• Task inputs:

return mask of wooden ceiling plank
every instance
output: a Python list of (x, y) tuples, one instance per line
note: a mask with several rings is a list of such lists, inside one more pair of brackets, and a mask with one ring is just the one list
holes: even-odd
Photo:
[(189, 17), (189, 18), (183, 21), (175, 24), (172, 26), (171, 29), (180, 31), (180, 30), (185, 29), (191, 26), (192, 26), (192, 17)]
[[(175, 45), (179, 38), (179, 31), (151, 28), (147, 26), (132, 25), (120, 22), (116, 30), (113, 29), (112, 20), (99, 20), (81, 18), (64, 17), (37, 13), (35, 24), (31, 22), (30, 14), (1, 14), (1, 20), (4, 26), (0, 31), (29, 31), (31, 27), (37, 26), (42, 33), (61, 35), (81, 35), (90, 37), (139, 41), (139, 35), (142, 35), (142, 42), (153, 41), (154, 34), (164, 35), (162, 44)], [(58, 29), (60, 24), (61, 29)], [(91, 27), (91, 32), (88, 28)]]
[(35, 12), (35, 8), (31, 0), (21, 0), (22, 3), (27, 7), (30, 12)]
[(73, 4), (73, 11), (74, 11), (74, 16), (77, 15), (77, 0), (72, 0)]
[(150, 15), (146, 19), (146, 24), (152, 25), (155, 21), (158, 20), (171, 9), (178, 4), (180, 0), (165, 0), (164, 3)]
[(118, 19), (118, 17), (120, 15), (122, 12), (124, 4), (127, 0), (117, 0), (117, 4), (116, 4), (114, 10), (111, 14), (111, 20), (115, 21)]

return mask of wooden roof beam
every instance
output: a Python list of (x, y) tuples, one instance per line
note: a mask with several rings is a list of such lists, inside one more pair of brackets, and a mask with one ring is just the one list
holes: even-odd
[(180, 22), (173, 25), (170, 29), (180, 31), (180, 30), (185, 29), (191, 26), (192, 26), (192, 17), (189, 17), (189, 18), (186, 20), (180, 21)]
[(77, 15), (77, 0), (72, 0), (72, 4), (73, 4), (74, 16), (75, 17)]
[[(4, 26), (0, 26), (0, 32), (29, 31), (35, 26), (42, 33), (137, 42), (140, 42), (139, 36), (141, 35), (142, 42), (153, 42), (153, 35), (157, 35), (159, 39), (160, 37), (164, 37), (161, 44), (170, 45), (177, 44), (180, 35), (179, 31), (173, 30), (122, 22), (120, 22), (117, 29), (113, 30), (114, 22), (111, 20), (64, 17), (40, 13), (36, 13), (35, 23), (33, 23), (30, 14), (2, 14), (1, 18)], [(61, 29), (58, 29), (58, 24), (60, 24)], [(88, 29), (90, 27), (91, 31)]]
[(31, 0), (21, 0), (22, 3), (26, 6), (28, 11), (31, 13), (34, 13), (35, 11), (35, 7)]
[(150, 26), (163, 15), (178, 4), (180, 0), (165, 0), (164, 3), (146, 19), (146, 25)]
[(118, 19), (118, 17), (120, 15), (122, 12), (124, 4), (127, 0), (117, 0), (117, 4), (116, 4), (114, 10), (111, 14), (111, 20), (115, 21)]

• Given task:
Reproduce all of the material above word for word, with no changes.

• Result of this exercise:
return mask of wooden ceiling plank
every instance
output: a Python list of (x, y) tuples, one instance per line
note: a mask with several rings is a list of such lists, inside one more pair of brackets, and a mask with one ring is just the one list
holes: even-odd
Photo:
[(189, 17), (189, 18), (183, 21), (175, 24), (172, 26), (171, 29), (180, 31), (180, 30), (185, 29), (191, 26), (192, 26), (192, 17)]
[[(175, 45), (179, 38), (179, 31), (151, 28), (147, 26), (132, 25), (120, 22), (116, 30), (113, 29), (112, 20), (99, 20), (81, 18), (64, 17), (37, 13), (35, 24), (31, 22), (30, 14), (1, 14), (1, 20), (4, 26), (0, 31), (29, 31), (31, 27), (37, 26), (42, 33), (61, 35), (81, 35), (90, 37), (139, 41), (139, 35), (142, 35), (142, 42), (153, 41), (154, 34), (164, 35), (162, 44)], [(58, 29), (60, 24), (61, 29)], [(91, 27), (91, 32), (88, 28)]]
[(35, 12), (35, 8), (31, 0), (21, 0), (22, 3), (27, 7), (30, 12)]
[(73, 4), (73, 11), (74, 11), (74, 16), (77, 15), (77, 0), (72, 0)]
[(150, 15), (146, 19), (146, 24), (152, 25), (155, 21), (158, 20), (171, 9), (178, 4), (180, 0), (165, 0), (164, 3)]
[(118, 19), (118, 17), (120, 15), (122, 12), (124, 4), (127, 0), (117, 0), (117, 4), (116, 4), (114, 10), (111, 14), (111, 20), (115, 21)]

return mask of wooden roof beam
every instance
output: a Python list of (x, y) tuples, one instance per line
note: a mask with several rings is a list of such lists, inside one more pair of brackets, and a mask with one ring is just the one list
holes: even-odd
[(180, 22), (173, 25), (170, 29), (180, 31), (180, 30), (185, 29), (191, 26), (192, 26), (192, 17), (189, 17), (189, 18), (186, 20), (180, 21)]
[(77, 15), (77, 0), (72, 0), (72, 4), (73, 4), (74, 16), (75, 17)]
[[(4, 26), (0, 26), (0, 32), (29, 31), (35, 26), (42, 33), (137, 42), (140, 42), (139, 36), (141, 35), (142, 42), (153, 42), (153, 35), (157, 35), (159, 39), (160, 37), (164, 37), (161, 44), (170, 45), (177, 44), (180, 35), (179, 31), (173, 30), (122, 22), (120, 22), (117, 29), (113, 30), (114, 22), (111, 20), (64, 17), (40, 13), (36, 13), (35, 23), (33, 23), (30, 14), (2, 14), (1, 18)], [(61, 29), (58, 29), (58, 24), (60, 24)], [(88, 29), (90, 27), (91, 31)]]
[(31, 0), (21, 0), (22, 3), (26, 6), (28, 11), (31, 13), (34, 13), (35, 11), (35, 7)]
[(150, 26), (163, 15), (178, 4), (180, 0), (165, 0), (164, 3), (146, 19), (146, 25)]
[(118, 19), (118, 17), (120, 15), (122, 12), (124, 4), (127, 0), (117, 0), (117, 4), (116, 4), (114, 10), (111, 14), (111, 20), (115, 21)]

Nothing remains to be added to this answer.